Quote the material verbatim, starting at the line that contains "In the interface pictured, locate the icicle cluster" and ending at the last line of the material, both included.
--- Extracted data ---
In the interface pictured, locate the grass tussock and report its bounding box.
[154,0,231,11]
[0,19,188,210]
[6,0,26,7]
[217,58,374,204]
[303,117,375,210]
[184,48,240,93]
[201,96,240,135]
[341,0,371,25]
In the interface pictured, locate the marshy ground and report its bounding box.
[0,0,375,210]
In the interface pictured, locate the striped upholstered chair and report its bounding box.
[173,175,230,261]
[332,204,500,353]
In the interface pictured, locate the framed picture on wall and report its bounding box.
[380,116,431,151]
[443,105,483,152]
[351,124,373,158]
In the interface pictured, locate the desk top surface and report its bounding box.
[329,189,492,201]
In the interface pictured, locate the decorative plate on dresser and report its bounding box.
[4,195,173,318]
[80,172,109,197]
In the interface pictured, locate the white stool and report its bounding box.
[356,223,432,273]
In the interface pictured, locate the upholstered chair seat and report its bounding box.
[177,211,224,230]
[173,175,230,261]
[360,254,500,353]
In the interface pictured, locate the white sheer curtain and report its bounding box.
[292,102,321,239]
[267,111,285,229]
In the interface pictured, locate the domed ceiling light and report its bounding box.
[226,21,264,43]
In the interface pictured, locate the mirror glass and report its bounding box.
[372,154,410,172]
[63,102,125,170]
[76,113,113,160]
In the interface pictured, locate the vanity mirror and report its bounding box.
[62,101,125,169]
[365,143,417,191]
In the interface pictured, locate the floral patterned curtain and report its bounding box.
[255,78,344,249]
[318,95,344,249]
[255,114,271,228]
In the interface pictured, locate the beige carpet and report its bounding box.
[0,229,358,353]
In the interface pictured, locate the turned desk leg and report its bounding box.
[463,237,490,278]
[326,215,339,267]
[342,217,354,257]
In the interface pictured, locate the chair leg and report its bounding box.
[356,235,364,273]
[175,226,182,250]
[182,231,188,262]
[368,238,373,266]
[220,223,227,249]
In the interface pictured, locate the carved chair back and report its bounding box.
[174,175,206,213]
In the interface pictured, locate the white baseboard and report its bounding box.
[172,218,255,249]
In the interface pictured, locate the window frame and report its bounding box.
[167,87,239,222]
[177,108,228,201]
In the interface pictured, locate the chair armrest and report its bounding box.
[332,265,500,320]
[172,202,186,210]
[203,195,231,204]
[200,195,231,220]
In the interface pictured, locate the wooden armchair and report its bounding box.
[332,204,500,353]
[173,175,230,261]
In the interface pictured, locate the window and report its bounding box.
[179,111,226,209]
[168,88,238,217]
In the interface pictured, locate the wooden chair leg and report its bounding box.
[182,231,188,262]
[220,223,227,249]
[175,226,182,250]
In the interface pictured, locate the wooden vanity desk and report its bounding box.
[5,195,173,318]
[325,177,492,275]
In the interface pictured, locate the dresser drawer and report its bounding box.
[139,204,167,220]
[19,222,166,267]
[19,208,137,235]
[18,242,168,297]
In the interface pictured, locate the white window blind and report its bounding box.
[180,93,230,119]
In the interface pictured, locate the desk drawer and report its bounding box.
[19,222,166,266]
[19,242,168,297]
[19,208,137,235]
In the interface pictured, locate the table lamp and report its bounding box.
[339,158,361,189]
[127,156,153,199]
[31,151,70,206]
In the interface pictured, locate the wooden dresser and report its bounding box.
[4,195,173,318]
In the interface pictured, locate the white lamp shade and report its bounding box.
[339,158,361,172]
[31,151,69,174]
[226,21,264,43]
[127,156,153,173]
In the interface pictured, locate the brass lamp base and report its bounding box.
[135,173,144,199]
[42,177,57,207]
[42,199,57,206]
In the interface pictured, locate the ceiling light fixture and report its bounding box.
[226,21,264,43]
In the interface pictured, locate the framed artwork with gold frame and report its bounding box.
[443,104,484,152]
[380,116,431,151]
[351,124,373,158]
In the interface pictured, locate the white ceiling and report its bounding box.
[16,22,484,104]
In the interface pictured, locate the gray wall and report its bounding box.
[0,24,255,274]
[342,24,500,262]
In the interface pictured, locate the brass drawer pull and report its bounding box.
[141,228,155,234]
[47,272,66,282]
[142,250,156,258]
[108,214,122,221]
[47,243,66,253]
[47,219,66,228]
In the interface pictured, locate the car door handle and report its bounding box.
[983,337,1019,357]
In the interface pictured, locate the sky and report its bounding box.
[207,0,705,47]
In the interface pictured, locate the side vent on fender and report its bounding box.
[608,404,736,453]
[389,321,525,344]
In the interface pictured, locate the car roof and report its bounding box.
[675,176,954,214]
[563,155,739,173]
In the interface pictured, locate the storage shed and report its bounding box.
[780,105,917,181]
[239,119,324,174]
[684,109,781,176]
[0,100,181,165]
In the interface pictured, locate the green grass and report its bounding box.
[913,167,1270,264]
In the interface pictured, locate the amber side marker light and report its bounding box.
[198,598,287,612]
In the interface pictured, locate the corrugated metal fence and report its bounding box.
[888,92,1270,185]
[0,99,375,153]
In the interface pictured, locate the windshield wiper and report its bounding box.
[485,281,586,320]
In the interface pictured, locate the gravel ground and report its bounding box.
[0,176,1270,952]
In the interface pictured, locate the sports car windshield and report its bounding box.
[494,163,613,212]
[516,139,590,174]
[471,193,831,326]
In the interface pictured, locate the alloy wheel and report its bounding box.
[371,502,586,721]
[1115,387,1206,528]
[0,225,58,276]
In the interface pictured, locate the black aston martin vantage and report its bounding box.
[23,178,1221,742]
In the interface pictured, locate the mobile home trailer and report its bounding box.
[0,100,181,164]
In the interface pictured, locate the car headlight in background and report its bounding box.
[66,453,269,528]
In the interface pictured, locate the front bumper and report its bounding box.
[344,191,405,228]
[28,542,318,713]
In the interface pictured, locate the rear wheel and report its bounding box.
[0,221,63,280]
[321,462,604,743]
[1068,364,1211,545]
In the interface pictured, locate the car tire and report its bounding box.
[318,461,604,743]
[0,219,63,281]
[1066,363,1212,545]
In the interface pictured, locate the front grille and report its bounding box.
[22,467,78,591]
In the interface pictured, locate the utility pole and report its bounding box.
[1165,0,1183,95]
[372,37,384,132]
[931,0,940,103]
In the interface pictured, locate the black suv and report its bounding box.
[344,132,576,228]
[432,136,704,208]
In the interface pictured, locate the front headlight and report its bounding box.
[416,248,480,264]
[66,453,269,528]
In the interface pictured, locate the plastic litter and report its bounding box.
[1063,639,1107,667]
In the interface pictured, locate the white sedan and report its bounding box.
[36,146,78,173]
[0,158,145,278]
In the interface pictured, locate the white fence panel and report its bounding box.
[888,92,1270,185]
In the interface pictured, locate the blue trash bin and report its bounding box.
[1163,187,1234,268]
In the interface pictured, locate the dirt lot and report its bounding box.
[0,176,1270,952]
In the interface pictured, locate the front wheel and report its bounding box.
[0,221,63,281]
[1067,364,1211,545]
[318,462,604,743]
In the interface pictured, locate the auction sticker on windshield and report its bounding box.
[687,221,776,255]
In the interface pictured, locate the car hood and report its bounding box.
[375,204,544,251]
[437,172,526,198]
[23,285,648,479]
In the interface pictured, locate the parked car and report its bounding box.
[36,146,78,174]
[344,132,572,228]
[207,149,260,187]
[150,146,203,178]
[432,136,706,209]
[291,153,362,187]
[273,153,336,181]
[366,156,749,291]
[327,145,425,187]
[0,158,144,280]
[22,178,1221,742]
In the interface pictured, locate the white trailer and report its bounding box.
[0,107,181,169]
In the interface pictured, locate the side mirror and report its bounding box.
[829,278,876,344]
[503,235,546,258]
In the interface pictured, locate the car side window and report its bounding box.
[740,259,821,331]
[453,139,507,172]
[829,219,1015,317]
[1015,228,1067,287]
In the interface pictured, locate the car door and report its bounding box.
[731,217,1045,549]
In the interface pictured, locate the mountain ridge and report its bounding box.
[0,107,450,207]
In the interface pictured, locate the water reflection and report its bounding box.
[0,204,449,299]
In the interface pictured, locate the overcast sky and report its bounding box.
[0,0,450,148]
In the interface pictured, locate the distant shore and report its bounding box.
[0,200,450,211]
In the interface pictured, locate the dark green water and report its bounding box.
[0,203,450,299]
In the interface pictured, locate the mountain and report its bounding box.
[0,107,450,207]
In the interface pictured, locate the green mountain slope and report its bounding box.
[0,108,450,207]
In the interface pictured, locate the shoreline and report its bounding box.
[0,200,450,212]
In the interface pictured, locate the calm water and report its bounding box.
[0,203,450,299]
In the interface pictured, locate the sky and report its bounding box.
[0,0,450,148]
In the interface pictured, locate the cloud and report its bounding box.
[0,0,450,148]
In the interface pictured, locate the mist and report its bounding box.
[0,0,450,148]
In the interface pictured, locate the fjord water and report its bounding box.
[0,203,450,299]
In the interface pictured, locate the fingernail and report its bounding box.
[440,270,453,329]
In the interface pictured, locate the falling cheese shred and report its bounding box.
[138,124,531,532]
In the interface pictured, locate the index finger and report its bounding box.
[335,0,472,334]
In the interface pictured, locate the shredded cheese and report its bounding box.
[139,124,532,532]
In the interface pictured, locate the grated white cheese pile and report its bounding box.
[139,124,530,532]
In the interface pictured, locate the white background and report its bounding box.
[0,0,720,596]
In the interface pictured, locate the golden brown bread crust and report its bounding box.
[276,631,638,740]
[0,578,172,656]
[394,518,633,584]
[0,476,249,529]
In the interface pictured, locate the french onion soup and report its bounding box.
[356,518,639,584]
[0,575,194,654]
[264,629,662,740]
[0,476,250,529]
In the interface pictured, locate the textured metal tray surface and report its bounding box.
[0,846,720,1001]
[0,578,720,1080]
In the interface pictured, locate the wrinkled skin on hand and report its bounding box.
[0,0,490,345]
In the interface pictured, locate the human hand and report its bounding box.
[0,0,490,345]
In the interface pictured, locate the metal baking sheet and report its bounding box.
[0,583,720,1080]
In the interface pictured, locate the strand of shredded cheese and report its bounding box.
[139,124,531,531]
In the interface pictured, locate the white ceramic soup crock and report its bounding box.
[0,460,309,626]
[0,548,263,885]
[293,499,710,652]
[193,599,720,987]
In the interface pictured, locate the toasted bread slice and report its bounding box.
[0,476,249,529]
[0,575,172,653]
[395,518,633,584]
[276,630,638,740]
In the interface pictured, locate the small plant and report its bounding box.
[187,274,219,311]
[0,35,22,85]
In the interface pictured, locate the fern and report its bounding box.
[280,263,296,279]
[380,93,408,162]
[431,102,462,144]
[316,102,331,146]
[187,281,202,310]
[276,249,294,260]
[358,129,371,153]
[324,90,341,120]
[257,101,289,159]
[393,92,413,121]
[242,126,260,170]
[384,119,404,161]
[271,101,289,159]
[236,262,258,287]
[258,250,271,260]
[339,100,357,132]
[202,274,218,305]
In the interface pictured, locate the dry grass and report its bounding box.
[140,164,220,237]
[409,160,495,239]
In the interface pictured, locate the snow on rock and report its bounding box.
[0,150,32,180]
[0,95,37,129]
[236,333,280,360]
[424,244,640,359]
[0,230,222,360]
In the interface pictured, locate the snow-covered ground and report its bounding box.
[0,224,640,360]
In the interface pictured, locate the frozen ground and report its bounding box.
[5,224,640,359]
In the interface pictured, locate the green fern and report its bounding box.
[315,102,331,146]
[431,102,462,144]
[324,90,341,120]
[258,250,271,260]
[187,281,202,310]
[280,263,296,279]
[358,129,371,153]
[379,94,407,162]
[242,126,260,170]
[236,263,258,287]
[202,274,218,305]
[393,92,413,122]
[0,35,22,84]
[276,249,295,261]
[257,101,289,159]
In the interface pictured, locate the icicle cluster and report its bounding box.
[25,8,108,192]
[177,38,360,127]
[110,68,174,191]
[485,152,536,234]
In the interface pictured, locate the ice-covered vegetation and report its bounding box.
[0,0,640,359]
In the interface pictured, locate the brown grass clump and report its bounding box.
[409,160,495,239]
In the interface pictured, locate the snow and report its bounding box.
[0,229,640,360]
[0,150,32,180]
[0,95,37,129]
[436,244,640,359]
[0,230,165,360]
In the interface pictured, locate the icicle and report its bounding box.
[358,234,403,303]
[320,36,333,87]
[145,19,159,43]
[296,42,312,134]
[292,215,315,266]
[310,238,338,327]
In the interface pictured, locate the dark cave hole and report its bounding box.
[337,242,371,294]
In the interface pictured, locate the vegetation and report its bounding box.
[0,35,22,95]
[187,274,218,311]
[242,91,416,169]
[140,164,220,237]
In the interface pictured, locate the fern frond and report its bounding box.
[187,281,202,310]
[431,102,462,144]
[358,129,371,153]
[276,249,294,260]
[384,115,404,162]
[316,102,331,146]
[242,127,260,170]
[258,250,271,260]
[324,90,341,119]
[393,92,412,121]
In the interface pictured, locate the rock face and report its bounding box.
---
Written response ->
In the interface pictured, locate the icicle cluster and report its bounding box.
[25,8,108,192]
[177,38,360,127]
[110,68,174,191]
[485,152,536,234]
In the interface pictured, locate the ice-covered vegetation and report its bounding box.
[0,0,640,359]
In the interface pictured, locate the brown grass clump and report its bounding box.
[409,160,495,239]
In the interface pictured, locate the snow and report its bounding box.
[0,229,640,360]
[0,150,32,180]
[0,95,37,129]
[436,244,640,359]
[0,230,165,360]
In the interface pictured, locate the icicle and report its bounding box.
[358,234,403,303]
[320,36,333,87]
[145,19,159,43]
[296,42,312,134]
[292,215,315,266]
[310,238,338,327]
In the interface pictured, locate the dark cave hole and report its bounding box.
[337,242,371,294]
In the interface pictured, locate the vegetation and report its bounding box.
[0,35,22,95]
[187,274,218,311]
[242,91,416,169]
[140,164,220,237]
In the interface pictured, locate the fern frond and report its bounding box.
[187,281,202,310]
[431,102,462,144]
[358,129,371,153]
[276,249,294,260]
[384,115,404,162]
[316,102,331,146]
[242,127,260,170]
[258,250,271,260]
[324,90,341,119]
[393,92,412,121]
In the interface pictured, locate the rock face and report its bounding box.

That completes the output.